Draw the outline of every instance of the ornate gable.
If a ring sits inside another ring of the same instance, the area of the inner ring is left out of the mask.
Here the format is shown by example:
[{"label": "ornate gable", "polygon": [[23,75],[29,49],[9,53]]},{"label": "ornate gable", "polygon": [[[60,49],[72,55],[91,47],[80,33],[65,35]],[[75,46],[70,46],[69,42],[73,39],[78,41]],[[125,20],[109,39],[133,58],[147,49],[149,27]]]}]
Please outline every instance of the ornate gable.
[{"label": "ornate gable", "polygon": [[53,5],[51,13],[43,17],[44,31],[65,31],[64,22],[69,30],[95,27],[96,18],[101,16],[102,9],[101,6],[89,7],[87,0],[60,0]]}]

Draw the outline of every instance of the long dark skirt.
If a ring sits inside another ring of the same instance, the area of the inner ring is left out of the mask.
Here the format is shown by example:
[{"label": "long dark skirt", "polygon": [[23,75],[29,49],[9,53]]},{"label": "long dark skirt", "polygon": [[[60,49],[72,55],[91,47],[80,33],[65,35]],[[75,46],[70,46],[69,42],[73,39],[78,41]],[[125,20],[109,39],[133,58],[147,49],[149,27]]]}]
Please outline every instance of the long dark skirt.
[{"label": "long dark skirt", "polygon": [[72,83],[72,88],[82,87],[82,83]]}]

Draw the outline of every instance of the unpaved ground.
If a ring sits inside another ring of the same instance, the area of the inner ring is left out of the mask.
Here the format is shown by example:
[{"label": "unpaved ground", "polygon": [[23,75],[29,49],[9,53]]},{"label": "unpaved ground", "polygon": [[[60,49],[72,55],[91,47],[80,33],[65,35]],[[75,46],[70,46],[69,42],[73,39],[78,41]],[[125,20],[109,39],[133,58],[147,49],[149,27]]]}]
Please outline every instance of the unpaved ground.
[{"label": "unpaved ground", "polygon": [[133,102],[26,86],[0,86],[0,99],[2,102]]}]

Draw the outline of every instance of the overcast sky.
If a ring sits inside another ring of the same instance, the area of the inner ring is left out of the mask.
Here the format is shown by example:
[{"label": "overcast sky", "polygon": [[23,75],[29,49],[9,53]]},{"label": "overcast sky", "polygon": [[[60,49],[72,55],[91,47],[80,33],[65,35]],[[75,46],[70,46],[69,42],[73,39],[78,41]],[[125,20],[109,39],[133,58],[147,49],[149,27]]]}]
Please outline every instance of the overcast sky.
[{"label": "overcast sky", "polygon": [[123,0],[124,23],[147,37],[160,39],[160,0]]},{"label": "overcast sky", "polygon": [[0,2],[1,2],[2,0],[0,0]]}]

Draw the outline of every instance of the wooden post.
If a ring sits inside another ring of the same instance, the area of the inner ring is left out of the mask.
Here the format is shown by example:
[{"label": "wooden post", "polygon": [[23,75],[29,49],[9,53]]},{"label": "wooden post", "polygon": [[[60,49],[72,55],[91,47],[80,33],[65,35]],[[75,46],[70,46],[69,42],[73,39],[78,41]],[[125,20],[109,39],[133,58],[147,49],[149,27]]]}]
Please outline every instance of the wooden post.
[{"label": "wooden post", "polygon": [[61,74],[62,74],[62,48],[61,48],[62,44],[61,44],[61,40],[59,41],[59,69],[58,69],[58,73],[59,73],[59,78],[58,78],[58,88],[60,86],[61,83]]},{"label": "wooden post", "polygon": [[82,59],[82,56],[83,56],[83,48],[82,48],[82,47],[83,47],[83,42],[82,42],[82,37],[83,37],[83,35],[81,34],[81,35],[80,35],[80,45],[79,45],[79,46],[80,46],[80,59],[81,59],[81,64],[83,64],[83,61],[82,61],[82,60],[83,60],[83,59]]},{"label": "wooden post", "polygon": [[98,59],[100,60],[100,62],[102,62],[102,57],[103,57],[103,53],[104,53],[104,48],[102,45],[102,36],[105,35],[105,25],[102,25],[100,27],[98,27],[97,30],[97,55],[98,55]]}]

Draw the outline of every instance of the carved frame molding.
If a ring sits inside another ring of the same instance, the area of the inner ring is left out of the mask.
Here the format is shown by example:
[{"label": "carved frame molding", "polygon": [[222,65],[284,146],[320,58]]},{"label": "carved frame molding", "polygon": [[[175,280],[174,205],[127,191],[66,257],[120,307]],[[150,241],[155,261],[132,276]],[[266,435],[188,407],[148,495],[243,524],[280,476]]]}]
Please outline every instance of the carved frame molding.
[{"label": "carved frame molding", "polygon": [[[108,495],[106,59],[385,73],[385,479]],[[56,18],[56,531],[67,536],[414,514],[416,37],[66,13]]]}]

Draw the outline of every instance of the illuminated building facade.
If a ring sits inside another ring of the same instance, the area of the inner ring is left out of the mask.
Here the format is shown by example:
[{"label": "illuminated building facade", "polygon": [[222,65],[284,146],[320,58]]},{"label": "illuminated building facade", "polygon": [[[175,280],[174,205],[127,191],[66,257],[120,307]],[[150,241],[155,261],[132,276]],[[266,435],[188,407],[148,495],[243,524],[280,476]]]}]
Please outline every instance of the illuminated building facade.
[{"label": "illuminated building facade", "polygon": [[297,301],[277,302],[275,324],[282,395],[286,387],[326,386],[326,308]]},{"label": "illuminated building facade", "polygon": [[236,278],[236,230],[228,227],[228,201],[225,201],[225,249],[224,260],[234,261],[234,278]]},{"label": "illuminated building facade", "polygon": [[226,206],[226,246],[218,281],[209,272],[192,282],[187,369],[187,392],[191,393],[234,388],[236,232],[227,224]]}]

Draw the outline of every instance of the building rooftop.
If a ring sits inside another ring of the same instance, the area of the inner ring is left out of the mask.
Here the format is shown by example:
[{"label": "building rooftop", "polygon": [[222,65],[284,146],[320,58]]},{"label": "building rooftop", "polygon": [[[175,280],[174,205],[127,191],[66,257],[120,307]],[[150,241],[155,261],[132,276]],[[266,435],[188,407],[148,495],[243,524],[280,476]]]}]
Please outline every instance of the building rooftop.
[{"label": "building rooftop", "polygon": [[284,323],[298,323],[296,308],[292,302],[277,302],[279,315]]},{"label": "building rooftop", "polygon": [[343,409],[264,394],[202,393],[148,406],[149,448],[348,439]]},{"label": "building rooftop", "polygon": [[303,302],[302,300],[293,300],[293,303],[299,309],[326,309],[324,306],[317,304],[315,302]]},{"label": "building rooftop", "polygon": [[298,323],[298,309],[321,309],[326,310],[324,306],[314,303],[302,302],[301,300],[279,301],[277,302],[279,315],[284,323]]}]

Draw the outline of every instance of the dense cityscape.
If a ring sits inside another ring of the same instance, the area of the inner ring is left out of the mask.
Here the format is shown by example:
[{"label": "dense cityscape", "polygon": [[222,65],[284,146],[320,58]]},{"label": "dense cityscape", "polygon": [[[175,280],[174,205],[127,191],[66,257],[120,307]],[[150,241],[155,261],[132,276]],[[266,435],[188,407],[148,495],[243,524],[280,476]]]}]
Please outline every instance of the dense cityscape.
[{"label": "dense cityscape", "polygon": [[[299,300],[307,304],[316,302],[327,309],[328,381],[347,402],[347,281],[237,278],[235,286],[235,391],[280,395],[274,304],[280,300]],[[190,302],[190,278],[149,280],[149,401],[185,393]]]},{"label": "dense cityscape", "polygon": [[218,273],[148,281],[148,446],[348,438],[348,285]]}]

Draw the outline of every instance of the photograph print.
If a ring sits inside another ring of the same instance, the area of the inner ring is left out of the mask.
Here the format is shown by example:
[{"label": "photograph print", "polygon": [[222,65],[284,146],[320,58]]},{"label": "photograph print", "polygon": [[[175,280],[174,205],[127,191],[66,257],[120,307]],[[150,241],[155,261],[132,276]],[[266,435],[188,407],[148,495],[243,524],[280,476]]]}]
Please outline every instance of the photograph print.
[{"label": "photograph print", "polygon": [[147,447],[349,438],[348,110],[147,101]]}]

• • • • •

* [WHAT YOU SHOULD DO]: Report each line in the entries where the string "Draw" occurs.

* [OUTPUT FOR THIS EXERCISE]:
Draw the outline of every instance of the ornate gable.
Draw the outline of every instance of the long dark skirt.
Draw the outline of every instance of the unpaved ground.
Draw the outline of every instance of the overcast sky.
Draw the outline of every instance of the wooden post.
Draw the outline of every instance of the carved frame molding.
Draw the outline of every instance of the illuminated building facade.
Draw the outline of every instance of the building rooftop.
Draw the outline of every instance of the dense cityscape.
Draw the outline of every instance of the photograph print.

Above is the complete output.